Material for the task =>
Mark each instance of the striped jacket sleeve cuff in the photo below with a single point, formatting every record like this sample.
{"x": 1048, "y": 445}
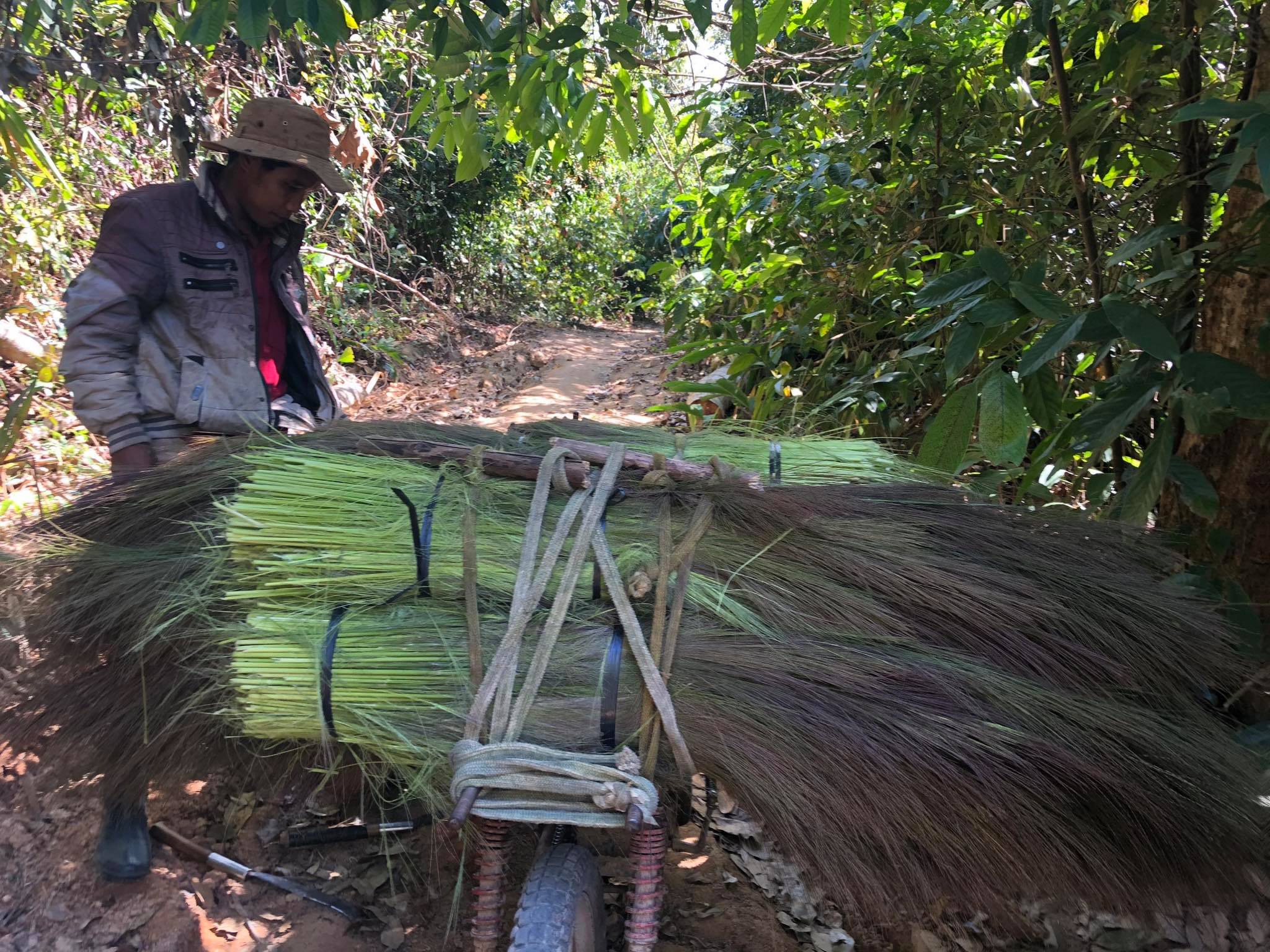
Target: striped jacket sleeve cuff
{"x": 126, "y": 433}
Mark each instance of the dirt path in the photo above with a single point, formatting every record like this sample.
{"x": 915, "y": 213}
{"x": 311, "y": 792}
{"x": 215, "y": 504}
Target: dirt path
{"x": 51, "y": 899}
{"x": 603, "y": 375}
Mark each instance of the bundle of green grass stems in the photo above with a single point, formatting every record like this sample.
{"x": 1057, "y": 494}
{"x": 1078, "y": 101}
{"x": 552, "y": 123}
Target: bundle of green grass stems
{"x": 921, "y": 696}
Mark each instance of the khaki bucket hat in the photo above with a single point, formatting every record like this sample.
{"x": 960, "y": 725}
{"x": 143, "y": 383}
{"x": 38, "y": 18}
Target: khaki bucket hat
{"x": 288, "y": 133}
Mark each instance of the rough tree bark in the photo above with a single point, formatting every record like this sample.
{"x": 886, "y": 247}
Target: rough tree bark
{"x": 1237, "y": 461}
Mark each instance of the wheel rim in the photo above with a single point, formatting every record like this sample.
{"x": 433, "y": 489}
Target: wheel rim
{"x": 584, "y": 927}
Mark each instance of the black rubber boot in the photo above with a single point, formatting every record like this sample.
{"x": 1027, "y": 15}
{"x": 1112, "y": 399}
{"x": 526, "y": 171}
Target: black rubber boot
{"x": 123, "y": 844}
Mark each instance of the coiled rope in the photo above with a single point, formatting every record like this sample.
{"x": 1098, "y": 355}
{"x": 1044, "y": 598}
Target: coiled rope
{"x": 527, "y": 782}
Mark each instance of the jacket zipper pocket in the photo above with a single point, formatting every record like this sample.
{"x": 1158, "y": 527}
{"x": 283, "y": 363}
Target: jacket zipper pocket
{"x": 213, "y": 265}
{"x": 201, "y": 284}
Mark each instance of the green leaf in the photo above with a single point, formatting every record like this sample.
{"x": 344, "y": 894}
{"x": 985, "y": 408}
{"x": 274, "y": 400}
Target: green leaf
{"x": 993, "y": 314}
{"x": 1219, "y": 110}
{"x": 838, "y": 22}
{"x": 1099, "y": 487}
{"x": 40, "y": 13}
{"x": 595, "y": 140}
{"x": 327, "y": 19}
{"x": 1139, "y": 499}
{"x": 962, "y": 350}
{"x": 582, "y": 113}
{"x": 1002, "y": 420}
{"x": 1043, "y": 398}
{"x": 1145, "y": 240}
{"x": 474, "y": 24}
{"x": 1050, "y": 345}
{"x": 1042, "y": 302}
{"x": 207, "y": 23}
{"x": 1034, "y": 273}
{"x": 1249, "y": 392}
{"x": 253, "y": 22}
{"x": 1142, "y": 328}
{"x": 949, "y": 437}
{"x": 1193, "y": 485}
{"x": 745, "y": 32}
{"x": 620, "y": 140}
{"x": 561, "y": 37}
{"x": 1244, "y": 617}
{"x": 941, "y": 323}
{"x": 1206, "y": 414}
{"x": 14, "y": 419}
{"x": 950, "y": 287}
{"x": 701, "y": 14}
{"x": 995, "y": 265}
{"x": 773, "y": 19}
{"x": 1042, "y": 12}
{"x": 440, "y": 37}
{"x": 1109, "y": 416}
{"x": 1015, "y": 48}
{"x": 471, "y": 150}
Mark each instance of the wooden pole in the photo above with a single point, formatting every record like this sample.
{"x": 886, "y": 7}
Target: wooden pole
{"x": 513, "y": 466}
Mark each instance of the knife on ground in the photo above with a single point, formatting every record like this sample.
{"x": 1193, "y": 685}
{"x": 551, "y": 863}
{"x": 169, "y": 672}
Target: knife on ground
{"x": 186, "y": 847}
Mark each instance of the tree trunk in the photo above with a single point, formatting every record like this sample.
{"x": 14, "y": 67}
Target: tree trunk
{"x": 1237, "y": 461}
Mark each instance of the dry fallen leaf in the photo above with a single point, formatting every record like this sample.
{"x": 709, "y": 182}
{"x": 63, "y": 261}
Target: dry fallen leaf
{"x": 355, "y": 150}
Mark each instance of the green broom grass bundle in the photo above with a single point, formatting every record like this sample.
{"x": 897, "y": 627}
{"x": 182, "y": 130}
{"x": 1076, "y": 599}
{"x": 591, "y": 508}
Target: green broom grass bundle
{"x": 803, "y": 460}
{"x": 915, "y": 694}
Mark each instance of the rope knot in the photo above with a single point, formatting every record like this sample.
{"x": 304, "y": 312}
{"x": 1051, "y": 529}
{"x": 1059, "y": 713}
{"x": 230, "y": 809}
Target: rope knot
{"x": 620, "y": 798}
{"x": 463, "y": 751}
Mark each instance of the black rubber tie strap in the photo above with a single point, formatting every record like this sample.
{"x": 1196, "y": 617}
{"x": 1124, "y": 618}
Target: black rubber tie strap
{"x": 618, "y": 495}
{"x": 420, "y": 536}
{"x": 711, "y": 799}
{"x": 609, "y": 676}
{"x": 328, "y": 660}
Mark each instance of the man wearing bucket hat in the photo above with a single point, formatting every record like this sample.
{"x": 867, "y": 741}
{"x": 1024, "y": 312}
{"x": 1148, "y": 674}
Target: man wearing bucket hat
{"x": 191, "y": 319}
{"x": 192, "y": 315}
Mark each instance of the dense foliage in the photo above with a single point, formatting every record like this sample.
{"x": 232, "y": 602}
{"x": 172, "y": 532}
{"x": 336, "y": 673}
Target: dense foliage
{"x": 574, "y": 244}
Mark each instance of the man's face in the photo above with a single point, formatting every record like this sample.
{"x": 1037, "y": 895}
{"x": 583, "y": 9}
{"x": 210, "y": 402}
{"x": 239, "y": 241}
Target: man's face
{"x": 272, "y": 196}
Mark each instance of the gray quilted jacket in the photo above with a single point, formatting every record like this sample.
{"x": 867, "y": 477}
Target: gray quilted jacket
{"x": 161, "y": 327}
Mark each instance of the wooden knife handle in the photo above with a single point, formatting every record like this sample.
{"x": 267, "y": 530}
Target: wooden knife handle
{"x": 186, "y": 847}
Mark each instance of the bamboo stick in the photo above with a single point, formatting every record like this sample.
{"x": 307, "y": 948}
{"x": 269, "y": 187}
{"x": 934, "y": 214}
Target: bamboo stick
{"x": 513, "y": 466}
{"x": 678, "y": 470}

What you need to do => Duplicate every row above verbatim, leaving out the pictures.

Answer for the task =>
Mark each instance of the striped jacket sleeve cuff in the photo below with a single point, formatting every record like this sample.
{"x": 1048, "y": 445}
Target: striped jacket sleeve cuff
{"x": 126, "y": 433}
Mark each instance of the dirt path in the photo above with a single point, formatting every record like this sample.
{"x": 915, "y": 213}
{"x": 311, "y": 792}
{"x": 215, "y": 504}
Target: dirt path
{"x": 51, "y": 899}
{"x": 603, "y": 375}
Mark each instance of the bundle of green grass stems in the photo above with a single point, formatting every record like this sample.
{"x": 1057, "y": 494}
{"x": 1078, "y": 101}
{"x": 552, "y": 123}
Target: bundle of green grass stems
{"x": 921, "y": 696}
Mark each instance of the khaki bucket hat in the photo above with a single point, formatting every record like this sample.
{"x": 960, "y": 725}
{"x": 143, "y": 383}
{"x": 38, "y": 18}
Target: khaki bucket hat
{"x": 288, "y": 133}
Mark each instance of the rough tree bark in the photo above with a single point, formatting every record like this sample.
{"x": 886, "y": 247}
Target: rough tree bark
{"x": 1237, "y": 461}
Mark each instance of the wheel rim in the photo above with a single point, formatting every record like this sample.
{"x": 433, "y": 489}
Target: wheel rim
{"x": 584, "y": 927}
Mark each instance of the black rubber boot in the photo above with a single point, formatting every record like this sample.
{"x": 1027, "y": 15}
{"x": 1112, "y": 399}
{"x": 526, "y": 171}
Target: black rubber boot
{"x": 123, "y": 844}
Mark each instance of the coiled rope in the photo above with a single point, formatting every record like this sample.
{"x": 1098, "y": 355}
{"x": 1044, "y": 598}
Target: coiled rope
{"x": 527, "y": 782}
Mark each instance of the jacket zipper pocket in the photo above with a single point, formatting every record like this sample.
{"x": 1158, "y": 527}
{"x": 283, "y": 363}
Target: jacket zipper pocket
{"x": 213, "y": 265}
{"x": 201, "y": 284}
Mark each instance of the green leaf in the photo above with a single point, formatting every record like this sample.
{"x": 344, "y": 894}
{"x": 985, "y": 408}
{"x": 274, "y": 400}
Target: green leaf
{"x": 993, "y": 314}
{"x": 1219, "y": 110}
{"x": 838, "y": 22}
{"x": 1099, "y": 487}
{"x": 40, "y": 13}
{"x": 595, "y": 140}
{"x": 327, "y": 19}
{"x": 1139, "y": 499}
{"x": 962, "y": 350}
{"x": 582, "y": 113}
{"x": 1002, "y": 420}
{"x": 1043, "y": 398}
{"x": 1145, "y": 240}
{"x": 474, "y": 24}
{"x": 1050, "y": 345}
{"x": 1042, "y": 302}
{"x": 207, "y": 23}
{"x": 1034, "y": 273}
{"x": 1249, "y": 392}
{"x": 253, "y": 22}
{"x": 1142, "y": 328}
{"x": 949, "y": 437}
{"x": 1193, "y": 485}
{"x": 745, "y": 32}
{"x": 620, "y": 140}
{"x": 561, "y": 37}
{"x": 1244, "y": 617}
{"x": 941, "y": 323}
{"x": 1206, "y": 414}
{"x": 14, "y": 419}
{"x": 950, "y": 287}
{"x": 701, "y": 14}
{"x": 995, "y": 265}
{"x": 773, "y": 19}
{"x": 1042, "y": 12}
{"x": 440, "y": 37}
{"x": 1109, "y": 416}
{"x": 1015, "y": 48}
{"x": 471, "y": 150}
Mark each instance of the wooden pole in the photo above with a single point, formatting every record like this sample.
{"x": 886, "y": 7}
Target: wooden pole
{"x": 513, "y": 466}
Mark each instance of the knife on ground in the photo above with a single point, formatting every record like this sample.
{"x": 1193, "y": 685}
{"x": 551, "y": 863}
{"x": 169, "y": 672}
Target: knife on ground
{"x": 186, "y": 847}
Mark each instance of the tree trunk in the photo above with a single point, formatting every record like this sample.
{"x": 14, "y": 67}
Target: tree trunk
{"x": 1237, "y": 461}
Mark each instance of the dry fallen leaf in the photo above with a single point, formatting every record like this sample.
{"x": 709, "y": 182}
{"x": 63, "y": 261}
Target: dry fallen leaf
{"x": 355, "y": 150}
Mark each instance of the green broom grass bundle in the photo above with a single point, formatting every record like this sample.
{"x": 897, "y": 627}
{"x": 182, "y": 130}
{"x": 1076, "y": 599}
{"x": 591, "y": 508}
Target: green broom grass bundle
{"x": 803, "y": 460}
{"x": 915, "y": 694}
Mark each instance of the rope knot in the photo above with a single point, formatting every record like this sample.
{"x": 304, "y": 312}
{"x": 1051, "y": 529}
{"x": 1059, "y": 713}
{"x": 230, "y": 809}
Target: rope knot
{"x": 620, "y": 798}
{"x": 463, "y": 751}
Mark each instance of the black rubber tie strap in the photo above with a single point, formatting every record like this sample.
{"x": 1196, "y": 617}
{"x": 1124, "y": 618}
Target: black rubber tie strap
{"x": 618, "y": 495}
{"x": 420, "y": 536}
{"x": 711, "y": 799}
{"x": 609, "y": 676}
{"x": 328, "y": 660}
Mark each instance of the man wearing bucket hat in the photo above with a single point, formatting every record like this sample.
{"x": 867, "y": 741}
{"x": 1024, "y": 312}
{"x": 1148, "y": 674}
Target: man wearing bucket hat
{"x": 191, "y": 319}
{"x": 192, "y": 315}
Mark each instance of the dense foliage in the photo above with a single point, formatting every record like this sample.
{"x": 232, "y": 602}
{"x": 172, "y": 532}
{"x": 336, "y": 673}
Target: dense foliage
{"x": 574, "y": 244}
Mark each instance of the man's face in the photo above with a single point, formatting every record like this sample.
{"x": 1037, "y": 895}
{"x": 583, "y": 9}
{"x": 210, "y": 402}
{"x": 239, "y": 241}
Target: man's face
{"x": 272, "y": 196}
Mark each instance of the gray quilted jacket in the photo above with a single point, formatting every record like this sample.
{"x": 867, "y": 477}
Target: gray quilted jacket
{"x": 161, "y": 327}
Mark each instance of the wooden knife handle in the photo above with a single point, formatting every record like this sample.
{"x": 267, "y": 530}
Target: wooden knife handle
{"x": 186, "y": 847}
Mark each instance of the bamboo stick in the photo above with a single point, formatting every record like this sample.
{"x": 307, "y": 948}
{"x": 269, "y": 187}
{"x": 934, "y": 214}
Target: bamboo stick
{"x": 513, "y": 466}
{"x": 678, "y": 470}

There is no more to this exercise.